Saved entries =
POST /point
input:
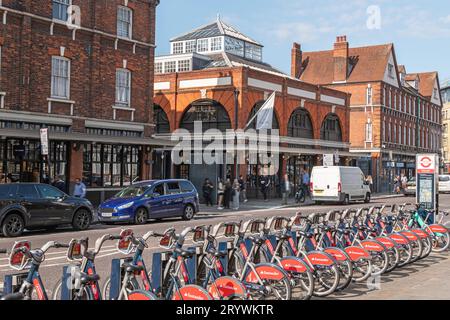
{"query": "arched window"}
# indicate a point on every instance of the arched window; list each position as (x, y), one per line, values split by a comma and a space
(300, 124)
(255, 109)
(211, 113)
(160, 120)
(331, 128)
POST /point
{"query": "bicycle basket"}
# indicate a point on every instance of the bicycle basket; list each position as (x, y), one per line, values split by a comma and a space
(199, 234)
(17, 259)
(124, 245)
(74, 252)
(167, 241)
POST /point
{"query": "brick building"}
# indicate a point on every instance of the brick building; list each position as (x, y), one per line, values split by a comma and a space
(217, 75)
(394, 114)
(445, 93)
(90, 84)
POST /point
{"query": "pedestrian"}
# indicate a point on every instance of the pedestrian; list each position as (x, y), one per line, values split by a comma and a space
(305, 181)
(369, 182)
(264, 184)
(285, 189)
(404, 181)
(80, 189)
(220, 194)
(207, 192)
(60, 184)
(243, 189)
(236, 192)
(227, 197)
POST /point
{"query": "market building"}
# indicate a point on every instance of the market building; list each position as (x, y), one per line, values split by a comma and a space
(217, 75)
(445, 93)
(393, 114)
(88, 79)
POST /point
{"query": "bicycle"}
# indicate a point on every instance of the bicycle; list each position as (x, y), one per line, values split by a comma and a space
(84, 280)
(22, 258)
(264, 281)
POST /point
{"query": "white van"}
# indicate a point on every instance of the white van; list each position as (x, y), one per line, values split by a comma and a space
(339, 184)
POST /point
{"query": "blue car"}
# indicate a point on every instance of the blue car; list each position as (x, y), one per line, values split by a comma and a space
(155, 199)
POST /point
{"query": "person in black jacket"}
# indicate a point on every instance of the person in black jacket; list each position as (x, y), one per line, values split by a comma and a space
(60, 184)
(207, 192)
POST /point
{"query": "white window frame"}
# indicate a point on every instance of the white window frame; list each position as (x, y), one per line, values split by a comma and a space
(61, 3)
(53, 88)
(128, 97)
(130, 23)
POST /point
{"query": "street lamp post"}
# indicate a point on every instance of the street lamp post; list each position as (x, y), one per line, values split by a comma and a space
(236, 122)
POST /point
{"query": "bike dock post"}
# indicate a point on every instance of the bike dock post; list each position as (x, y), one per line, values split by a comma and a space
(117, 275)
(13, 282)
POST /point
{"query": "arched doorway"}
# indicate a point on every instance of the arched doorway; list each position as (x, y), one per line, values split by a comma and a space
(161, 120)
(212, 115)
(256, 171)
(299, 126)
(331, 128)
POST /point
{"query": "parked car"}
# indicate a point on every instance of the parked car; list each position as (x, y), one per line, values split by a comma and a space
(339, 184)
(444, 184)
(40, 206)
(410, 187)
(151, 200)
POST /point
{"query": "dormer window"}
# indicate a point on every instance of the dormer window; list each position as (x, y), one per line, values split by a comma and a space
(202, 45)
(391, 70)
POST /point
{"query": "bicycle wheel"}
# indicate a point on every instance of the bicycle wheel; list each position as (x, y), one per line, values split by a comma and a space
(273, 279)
---
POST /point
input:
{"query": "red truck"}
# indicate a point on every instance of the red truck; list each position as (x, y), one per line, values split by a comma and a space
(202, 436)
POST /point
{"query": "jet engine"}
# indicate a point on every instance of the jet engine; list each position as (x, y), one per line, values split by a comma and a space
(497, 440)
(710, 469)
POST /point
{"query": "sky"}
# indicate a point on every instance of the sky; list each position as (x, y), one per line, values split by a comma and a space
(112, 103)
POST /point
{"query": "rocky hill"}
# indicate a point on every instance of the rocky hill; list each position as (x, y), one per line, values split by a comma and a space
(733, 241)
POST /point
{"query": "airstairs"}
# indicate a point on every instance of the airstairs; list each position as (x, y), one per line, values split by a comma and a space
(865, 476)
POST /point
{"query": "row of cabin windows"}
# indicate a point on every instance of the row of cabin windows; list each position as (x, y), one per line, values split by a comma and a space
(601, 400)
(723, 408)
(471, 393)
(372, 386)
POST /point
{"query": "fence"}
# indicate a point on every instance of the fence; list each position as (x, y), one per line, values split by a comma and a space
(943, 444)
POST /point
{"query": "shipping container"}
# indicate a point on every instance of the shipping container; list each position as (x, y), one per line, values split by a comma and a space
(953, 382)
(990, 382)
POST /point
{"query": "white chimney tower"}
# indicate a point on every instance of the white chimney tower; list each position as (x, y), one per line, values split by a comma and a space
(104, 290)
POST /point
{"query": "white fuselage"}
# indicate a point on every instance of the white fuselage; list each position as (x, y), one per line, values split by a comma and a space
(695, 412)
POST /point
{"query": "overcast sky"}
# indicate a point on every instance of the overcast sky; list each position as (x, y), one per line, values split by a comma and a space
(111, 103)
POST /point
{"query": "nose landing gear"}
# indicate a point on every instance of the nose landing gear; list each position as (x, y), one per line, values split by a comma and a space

Assignment =
Pull every line containing the string "landing" out of the data above and copy it.

Expected answer =
{"query": "nose landing gear"}
# indicate a point on every instance of the nose landing gear; list each position as (x, y), one per line, values split by a comma and a space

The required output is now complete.